§ WRITTEN TASK
Copy out all the entries word for word.

━━━━

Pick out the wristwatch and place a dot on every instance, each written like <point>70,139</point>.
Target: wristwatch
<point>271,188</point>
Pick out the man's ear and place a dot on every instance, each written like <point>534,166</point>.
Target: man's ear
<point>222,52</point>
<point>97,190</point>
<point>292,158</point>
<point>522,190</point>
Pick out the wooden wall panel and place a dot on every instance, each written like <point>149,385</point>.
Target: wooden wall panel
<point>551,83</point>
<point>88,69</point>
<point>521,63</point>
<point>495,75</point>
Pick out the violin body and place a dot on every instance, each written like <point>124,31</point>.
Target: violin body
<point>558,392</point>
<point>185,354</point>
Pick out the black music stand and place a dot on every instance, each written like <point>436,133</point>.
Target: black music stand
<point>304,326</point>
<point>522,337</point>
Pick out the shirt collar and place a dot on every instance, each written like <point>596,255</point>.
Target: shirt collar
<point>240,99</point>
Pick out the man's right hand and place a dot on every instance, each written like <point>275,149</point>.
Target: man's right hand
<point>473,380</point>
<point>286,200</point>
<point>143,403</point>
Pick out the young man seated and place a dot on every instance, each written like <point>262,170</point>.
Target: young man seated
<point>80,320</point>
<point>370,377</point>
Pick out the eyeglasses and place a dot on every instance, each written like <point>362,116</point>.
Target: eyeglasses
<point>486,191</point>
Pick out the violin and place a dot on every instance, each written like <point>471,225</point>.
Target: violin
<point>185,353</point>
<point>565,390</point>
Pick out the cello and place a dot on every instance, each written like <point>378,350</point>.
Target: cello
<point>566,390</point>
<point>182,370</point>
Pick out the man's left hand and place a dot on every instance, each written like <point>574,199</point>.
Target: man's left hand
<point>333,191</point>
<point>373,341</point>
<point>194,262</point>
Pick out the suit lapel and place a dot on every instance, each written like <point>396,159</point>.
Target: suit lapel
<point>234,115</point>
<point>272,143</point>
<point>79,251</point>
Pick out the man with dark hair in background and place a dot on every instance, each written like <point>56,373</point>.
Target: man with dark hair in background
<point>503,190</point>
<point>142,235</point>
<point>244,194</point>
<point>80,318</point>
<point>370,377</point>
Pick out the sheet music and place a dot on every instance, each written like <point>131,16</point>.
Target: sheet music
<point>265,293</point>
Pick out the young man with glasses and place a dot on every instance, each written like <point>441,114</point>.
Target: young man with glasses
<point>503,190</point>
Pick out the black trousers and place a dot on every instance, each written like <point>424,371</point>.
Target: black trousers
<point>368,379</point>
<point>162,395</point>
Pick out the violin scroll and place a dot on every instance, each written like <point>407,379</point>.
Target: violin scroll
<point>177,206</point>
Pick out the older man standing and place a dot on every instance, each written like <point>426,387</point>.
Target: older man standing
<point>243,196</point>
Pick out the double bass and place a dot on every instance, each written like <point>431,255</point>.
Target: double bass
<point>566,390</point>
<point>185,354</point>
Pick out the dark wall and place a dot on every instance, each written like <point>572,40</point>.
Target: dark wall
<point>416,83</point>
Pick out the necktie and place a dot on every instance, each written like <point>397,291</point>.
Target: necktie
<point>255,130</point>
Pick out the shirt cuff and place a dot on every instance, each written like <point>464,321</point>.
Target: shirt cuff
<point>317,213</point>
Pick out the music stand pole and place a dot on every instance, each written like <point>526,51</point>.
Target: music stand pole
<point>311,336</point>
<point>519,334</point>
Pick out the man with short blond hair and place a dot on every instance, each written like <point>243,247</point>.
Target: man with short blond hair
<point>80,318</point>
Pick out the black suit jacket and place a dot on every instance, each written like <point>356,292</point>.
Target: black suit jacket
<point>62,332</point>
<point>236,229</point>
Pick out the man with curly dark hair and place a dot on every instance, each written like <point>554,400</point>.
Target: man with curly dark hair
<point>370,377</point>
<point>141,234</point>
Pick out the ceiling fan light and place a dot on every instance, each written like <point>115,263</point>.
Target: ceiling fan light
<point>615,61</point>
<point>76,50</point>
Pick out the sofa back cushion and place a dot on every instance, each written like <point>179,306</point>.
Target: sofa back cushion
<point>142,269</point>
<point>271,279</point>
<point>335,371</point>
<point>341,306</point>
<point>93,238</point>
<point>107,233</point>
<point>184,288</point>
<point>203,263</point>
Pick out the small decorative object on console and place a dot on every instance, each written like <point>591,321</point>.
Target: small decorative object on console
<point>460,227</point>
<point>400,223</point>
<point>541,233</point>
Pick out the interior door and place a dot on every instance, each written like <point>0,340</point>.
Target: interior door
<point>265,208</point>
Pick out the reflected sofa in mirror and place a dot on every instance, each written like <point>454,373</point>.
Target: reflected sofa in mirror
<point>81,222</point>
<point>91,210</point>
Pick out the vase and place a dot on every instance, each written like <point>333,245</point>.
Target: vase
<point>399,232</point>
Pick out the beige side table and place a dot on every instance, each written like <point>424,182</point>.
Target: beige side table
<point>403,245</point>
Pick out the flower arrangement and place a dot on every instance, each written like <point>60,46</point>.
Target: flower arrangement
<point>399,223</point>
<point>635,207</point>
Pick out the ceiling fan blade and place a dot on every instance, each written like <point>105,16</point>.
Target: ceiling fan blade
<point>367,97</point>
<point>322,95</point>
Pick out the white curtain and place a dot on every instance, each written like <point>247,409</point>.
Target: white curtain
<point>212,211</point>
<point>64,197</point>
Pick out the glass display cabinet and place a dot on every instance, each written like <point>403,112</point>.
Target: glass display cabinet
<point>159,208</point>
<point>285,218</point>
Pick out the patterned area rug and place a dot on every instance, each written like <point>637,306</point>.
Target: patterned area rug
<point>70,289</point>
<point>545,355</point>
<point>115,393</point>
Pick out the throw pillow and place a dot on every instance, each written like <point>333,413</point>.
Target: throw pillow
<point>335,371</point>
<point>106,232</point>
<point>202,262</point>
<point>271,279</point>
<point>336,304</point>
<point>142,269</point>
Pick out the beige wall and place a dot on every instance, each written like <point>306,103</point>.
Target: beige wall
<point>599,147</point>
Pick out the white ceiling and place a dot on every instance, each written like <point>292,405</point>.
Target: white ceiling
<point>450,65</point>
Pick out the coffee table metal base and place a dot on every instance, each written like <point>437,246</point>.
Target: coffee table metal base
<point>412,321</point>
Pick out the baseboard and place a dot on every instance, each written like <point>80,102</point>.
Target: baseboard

━━━━

§ CORRECT RESPONSE
Pick out the wristwatch and place a dot on every instance, each written like <point>70,139</point>.
Target: wristwatch
<point>271,188</point>
Pick out the man's ear and place a dot on every instance, each written like <point>534,166</point>.
Target: man's ear
<point>222,52</point>
<point>97,190</point>
<point>292,158</point>
<point>522,190</point>
Pick out the wooden wall panel and place a dot on every instance, each written like <point>149,385</point>.
Target: wooden wall panel
<point>551,83</point>
<point>88,69</point>
<point>521,63</point>
<point>495,75</point>
Pick out the violin body and place a dot on every instance, each written like <point>124,31</point>.
Target: violin body
<point>558,392</point>
<point>185,354</point>
Pick out the black music stand and place a dot on every instance, each written like <point>436,133</point>.
Target: black music stand
<point>304,326</point>
<point>522,337</point>
Pick out the shirt collar and place a dot on every instance, each written like <point>596,255</point>.
Target: shirt collar
<point>240,99</point>
Pick out the man's right hand and place a dot on every instance, each written like <point>275,149</point>.
Target: man's right hand
<point>473,380</point>
<point>286,200</point>
<point>143,403</point>
Pick out the young man seated and place a dot on every instance, each written like <point>262,170</point>.
Target: young man seated
<point>80,320</point>
<point>370,377</point>
Pick out the eyeglasses and place a dot on every instance, each written like <point>362,116</point>.
Target: eyeglasses
<point>486,191</point>
Pick out the violin and place a dot on every instance, each written like <point>471,225</point>.
Target: violin
<point>185,353</point>
<point>565,390</point>
Pick out the cello and place a dot on every instance, each written like <point>378,350</point>.
Target: cello
<point>566,390</point>
<point>182,370</point>
Pick out the man's left hand and place a dot on every instance, each written like <point>574,199</point>.
Target: man's left hand
<point>333,191</point>
<point>373,341</point>
<point>194,262</point>
Pick out the suit lapel and place a dot on every instance, each written like <point>396,159</point>.
Target: suit lapel
<point>234,115</point>
<point>272,143</point>
<point>79,251</point>
Pick out the man with dark hair in background and place a dot on every instance, each written like <point>56,373</point>.
Target: man with dark hair in background
<point>503,190</point>
<point>142,235</point>
<point>244,194</point>
<point>80,318</point>
<point>370,377</point>
Pick out the sheet music and place a dot on every instance, each written like <point>131,16</point>.
Target: sheet music
<point>265,293</point>
Pick out the young man with glasses and place a dot on every instance, each written like <point>441,114</point>.
Target: young man with glasses
<point>503,190</point>
Pick out the black trousers and place a dot on every instance, each written like <point>424,371</point>.
Target: black trousers
<point>368,379</point>
<point>162,395</point>
Pick out the violin scroll and place a dot on every instance, each written like <point>407,379</point>.
Target: violin scroll
<point>177,206</point>
Pick out the older man standing and place a dot on every instance, each written like <point>426,387</point>.
Target: older man standing
<point>243,196</point>
Pick out the double bass and place a dot on every instance, each written like <point>431,255</point>.
Target: double bass
<point>566,390</point>
<point>185,354</point>
Pick out the dark wall and place a dot on every instance, each written like <point>572,40</point>.
Target: dark wall
<point>416,83</point>
Pick out the necktie and place a dot on every instance, each written like <point>397,291</point>.
Target: necktie
<point>255,130</point>
Pick out the shirt cuff and place a dot on every instance, each written like <point>464,321</point>.
Target: shirt cuff
<point>317,213</point>
Pick out the music stand pole and place a dot on every instance, each written like <point>526,51</point>.
Target: music stand pole
<point>311,336</point>
<point>519,334</point>
Pick out the man with short blond hair and place a dot on every instance, each written like <point>243,247</point>.
Target: man with short blond hair
<point>80,318</point>
Pick out the black suit jacket and place a dot on every instance, each written like <point>356,292</point>.
Target: black suit jacket
<point>62,332</point>
<point>236,229</point>
Pick out the man with curly dark hair and place a dot on every instance, each written like <point>554,400</point>.
Target: man with curly dark hair
<point>370,377</point>
<point>141,234</point>
Pick out the ceiling fan light and place a dot on every instance, each written like <point>115,263</point>.
Target: ceiling fan light
<point>615,61</point>
<point>76,50</point>
Pick out the sofa back cushion and place a dot on every instance, each written like <point>179,306</point>.
Target: sofa back cushion
<point>142,269</point>
<point>271,279</point>
<point>335,371</point>
<point>341,306</point>
<point>93,238</point>
<point>107,233</point>
<point>184,288</point>
<point>203,263</point>
Pick out the small decorative object on console and place a dot on every instance, each written like <point>591,321</point>.
Target: small decorative object on console
<point>460,227</point>
<point>400,223</point>
<point>541,233</point>
Pick out the interior door and place a dot on every instance, each written like <point>0,340</point>.
Target: interior door
<point>265,208</point>
Pick out the reflected sofa in mirror and place a dot on every instance, each written like <point>454,373</point>.
Target: reflected sofa in mirror
<point>81,222</point>
<point>91,210</point>
Pick out the vase and place a dot on every instance, each written like <point>333,245</point>.
Target: vase
<point>399,232</point>
Pick out the beige side table and place a dot on every instance, each written like <point>424,182</point>.
Target: beige side table
<point>403,245</point>
Pick out the flower arrangement and place a dot on every instance, each written like <point>60,46</point>.
Target: flower arrangement
<point>399,223</point>
<point>635,207</point>
Pick out the ceiling fan blade and place a dot on every instance, each written like <point>105,16</point>.
Target: ceiling fan blade
<point>367,97</point>
<point>322,95</point>
Pick out the white curtain and place a dot on every instance, each written like <point>247,409</point>.
Target: white curtain
<point>212,211</point>
<point>64,197</point>
Pick out the glass display cabinet and place a dot on every instance, each written like <point>403,112</point>.
Target: glass display cabinet
<point>159,208</point>
<point>285,218</point>
Pick out the patterned area rug and place a dot on every instance, each written like <point>637,306</point>.
Target: patterned area rug
<point>70,289</point>
<point>545,355</point>
<point>115,393</point>
Pick out the throw pillow and place a dot on every instance, each written like <point>333,413</point>.
Target: throw pillow
<point>335,371</point>
<point>106,232</point>
<point>202,262</point>
<point>271,279</point>
<point>336,304</point>
<point>142,269</point>
Pick out the beige wall and place a dot on every instance, each written like <point>306,103</point>.
Target: beige wall
<point>599,147</point>
Pick out the white ceiling and place a dot on every instance, each written like <point>292,405</point>.
Target: white ceiling
<point>450,65</point>
Pick out the coffee table metal base and place a dot on every instance, each written like <point>437,246</point>.
Target: coffee table metal base
<point>412,321</point>
Pick out the baseboard and place a dot on every instance, each written like <point>80,102</point>.
Target: baseboard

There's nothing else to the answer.